Tu tarea: Localiza en el listado de abajo cada línea donde aparezca la palabra "white" y cópiala completa. Distingue entre mayúsculas y minúsculas.

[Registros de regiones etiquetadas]

··········

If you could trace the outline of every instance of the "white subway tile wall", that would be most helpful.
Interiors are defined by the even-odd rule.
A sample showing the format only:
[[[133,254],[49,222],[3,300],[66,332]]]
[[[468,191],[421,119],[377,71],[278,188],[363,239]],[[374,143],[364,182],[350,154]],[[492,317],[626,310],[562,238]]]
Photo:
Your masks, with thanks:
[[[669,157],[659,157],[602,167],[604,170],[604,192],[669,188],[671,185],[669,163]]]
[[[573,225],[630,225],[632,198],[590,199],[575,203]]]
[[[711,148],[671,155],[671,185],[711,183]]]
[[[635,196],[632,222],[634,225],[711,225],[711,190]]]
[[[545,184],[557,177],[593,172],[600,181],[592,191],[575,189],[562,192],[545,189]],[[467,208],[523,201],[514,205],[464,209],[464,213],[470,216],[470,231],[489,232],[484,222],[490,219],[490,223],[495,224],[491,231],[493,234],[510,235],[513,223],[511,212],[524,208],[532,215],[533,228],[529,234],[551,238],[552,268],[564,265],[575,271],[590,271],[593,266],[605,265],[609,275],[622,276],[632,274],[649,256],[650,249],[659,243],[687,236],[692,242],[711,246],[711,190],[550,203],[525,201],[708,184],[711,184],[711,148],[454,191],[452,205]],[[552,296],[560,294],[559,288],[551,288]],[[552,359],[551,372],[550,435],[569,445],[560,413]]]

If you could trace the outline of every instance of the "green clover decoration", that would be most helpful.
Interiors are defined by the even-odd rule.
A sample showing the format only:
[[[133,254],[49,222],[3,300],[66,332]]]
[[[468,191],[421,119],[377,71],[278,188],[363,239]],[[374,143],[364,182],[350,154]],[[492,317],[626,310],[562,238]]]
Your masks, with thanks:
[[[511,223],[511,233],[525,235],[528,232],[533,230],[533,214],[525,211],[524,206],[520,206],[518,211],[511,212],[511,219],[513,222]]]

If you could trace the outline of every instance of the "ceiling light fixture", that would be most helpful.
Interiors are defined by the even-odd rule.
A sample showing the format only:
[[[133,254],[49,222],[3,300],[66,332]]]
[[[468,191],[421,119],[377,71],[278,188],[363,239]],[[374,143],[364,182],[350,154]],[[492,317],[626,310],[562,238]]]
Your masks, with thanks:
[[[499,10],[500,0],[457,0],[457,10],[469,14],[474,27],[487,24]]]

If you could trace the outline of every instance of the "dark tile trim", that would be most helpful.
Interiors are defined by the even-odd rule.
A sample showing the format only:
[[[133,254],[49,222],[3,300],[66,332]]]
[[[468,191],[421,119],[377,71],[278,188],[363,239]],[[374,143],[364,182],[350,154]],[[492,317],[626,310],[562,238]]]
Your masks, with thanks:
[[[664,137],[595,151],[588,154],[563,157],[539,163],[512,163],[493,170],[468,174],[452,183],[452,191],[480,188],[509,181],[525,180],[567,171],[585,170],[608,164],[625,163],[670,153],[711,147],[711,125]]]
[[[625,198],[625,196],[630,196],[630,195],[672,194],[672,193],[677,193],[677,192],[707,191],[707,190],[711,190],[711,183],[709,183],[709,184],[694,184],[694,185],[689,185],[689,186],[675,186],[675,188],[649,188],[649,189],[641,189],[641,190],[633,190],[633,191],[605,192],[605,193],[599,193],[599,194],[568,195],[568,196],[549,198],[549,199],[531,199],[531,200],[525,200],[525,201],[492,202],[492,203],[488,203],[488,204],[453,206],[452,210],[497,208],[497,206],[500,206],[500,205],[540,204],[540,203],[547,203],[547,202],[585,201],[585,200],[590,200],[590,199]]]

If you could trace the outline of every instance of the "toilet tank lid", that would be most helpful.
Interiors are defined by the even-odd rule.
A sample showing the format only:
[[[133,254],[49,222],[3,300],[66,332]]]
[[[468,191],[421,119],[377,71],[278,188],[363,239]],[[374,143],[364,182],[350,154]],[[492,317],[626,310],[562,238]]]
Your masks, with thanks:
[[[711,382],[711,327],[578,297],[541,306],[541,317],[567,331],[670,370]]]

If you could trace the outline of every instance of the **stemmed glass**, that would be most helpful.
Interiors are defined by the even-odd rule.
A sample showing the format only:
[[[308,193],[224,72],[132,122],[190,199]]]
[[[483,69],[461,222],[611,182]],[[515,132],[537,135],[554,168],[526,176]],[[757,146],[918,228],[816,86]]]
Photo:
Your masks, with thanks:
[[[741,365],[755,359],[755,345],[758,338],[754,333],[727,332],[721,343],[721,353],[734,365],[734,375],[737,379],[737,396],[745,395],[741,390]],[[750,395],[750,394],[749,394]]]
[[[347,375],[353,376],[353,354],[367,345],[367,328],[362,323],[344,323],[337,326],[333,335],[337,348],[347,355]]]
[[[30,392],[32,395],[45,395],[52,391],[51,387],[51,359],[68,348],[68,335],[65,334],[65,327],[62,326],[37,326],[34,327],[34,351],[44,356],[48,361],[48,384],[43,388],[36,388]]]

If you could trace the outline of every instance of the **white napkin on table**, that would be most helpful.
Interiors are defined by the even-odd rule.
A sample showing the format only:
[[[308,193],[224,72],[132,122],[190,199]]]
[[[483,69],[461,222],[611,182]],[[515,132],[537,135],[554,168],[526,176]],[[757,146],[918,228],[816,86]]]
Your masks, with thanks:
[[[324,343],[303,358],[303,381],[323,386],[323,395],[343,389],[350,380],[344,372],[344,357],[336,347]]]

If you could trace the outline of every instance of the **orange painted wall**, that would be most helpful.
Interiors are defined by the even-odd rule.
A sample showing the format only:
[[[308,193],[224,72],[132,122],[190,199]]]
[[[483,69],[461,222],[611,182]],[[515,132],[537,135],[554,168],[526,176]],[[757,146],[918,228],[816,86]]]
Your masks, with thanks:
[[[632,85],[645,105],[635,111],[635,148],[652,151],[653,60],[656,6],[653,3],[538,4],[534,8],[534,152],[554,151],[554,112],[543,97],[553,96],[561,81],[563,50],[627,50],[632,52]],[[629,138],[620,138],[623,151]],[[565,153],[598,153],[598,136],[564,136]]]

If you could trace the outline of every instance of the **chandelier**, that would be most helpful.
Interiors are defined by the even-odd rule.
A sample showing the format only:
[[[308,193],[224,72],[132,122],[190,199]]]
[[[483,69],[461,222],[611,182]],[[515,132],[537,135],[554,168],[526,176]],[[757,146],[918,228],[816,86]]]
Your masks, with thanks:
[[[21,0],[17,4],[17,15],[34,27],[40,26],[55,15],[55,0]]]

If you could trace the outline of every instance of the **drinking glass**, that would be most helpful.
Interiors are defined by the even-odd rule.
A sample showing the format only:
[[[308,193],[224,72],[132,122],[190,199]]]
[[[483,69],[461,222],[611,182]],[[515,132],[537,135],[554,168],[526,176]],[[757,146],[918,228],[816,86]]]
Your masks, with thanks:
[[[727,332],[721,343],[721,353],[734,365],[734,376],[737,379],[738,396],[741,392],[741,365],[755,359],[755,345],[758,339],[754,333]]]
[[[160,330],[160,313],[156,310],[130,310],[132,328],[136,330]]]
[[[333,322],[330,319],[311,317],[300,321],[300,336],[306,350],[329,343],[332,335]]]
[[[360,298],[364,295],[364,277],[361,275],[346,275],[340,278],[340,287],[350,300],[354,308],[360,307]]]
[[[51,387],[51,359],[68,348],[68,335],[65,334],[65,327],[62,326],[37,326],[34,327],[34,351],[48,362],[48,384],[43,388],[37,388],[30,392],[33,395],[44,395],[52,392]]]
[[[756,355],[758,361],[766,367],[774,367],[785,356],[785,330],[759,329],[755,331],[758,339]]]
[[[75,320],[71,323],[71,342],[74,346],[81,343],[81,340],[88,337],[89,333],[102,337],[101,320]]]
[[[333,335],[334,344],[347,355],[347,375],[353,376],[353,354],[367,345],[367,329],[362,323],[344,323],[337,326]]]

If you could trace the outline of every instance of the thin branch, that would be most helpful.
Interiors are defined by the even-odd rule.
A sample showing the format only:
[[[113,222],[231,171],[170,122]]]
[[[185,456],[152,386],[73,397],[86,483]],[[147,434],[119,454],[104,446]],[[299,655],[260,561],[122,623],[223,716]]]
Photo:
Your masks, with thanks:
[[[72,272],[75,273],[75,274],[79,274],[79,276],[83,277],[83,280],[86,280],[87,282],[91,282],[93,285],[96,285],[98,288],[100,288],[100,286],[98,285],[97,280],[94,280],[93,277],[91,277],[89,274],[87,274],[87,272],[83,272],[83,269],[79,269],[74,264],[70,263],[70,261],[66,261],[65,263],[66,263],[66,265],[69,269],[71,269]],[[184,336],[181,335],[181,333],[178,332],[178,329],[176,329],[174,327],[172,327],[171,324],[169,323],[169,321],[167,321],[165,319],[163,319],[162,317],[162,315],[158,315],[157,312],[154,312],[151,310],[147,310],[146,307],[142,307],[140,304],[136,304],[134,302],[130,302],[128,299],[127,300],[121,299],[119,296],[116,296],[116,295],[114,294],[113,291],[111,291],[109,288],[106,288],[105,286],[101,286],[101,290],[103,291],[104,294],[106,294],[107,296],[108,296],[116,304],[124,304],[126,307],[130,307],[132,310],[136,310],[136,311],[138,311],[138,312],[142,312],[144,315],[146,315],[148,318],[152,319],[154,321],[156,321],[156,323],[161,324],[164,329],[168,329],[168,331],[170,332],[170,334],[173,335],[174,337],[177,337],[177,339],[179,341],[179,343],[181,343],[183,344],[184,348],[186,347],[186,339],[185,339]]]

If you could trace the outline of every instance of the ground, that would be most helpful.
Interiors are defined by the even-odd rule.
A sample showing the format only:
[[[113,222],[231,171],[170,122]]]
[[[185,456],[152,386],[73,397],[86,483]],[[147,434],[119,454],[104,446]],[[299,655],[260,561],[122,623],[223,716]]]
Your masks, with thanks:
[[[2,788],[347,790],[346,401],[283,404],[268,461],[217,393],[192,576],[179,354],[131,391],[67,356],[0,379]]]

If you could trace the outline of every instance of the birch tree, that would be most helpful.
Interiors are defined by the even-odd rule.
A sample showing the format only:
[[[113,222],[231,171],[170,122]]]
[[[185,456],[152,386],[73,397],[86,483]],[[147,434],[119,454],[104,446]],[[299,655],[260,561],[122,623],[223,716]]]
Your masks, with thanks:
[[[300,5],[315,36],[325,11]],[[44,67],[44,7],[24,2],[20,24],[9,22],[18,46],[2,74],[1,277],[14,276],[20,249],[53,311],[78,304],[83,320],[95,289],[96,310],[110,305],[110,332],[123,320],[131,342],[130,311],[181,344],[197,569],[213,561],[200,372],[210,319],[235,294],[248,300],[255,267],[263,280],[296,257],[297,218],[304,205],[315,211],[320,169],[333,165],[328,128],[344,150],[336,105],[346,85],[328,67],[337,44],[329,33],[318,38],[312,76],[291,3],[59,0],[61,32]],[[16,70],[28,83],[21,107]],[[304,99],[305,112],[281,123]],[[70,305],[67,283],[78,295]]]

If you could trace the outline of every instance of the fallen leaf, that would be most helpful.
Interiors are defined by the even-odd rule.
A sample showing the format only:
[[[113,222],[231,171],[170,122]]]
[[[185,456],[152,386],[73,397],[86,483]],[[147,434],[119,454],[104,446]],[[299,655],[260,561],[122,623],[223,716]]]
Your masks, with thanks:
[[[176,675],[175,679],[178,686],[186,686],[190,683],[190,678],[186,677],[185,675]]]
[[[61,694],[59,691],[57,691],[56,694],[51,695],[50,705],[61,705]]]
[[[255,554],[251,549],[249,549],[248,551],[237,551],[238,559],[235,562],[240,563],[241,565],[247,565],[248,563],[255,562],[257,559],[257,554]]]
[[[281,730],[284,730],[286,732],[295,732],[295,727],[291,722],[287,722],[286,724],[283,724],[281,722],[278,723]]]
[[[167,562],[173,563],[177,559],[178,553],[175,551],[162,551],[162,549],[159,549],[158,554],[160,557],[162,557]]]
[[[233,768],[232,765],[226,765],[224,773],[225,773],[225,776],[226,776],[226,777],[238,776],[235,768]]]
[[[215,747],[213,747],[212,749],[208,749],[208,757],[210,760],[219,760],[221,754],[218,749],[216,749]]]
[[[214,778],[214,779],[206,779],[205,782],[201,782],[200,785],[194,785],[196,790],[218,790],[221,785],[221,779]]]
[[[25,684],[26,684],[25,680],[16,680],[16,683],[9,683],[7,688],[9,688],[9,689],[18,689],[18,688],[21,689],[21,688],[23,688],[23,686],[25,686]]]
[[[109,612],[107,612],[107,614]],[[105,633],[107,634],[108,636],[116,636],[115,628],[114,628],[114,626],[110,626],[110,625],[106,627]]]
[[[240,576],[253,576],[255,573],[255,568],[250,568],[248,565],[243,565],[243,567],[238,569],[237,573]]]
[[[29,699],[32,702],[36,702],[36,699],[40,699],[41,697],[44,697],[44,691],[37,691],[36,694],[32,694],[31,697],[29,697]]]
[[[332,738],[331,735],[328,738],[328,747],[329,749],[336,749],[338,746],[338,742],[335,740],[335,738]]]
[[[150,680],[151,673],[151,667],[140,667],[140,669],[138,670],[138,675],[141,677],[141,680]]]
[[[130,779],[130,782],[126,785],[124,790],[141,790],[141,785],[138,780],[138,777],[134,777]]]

··········

Resultado obtenido:
If you could trace the outline of every instance of the "white subway tile wall", that would be most helpful.
If you could trace the outline of every instance of the **white napkin on table**, that would be most helpful.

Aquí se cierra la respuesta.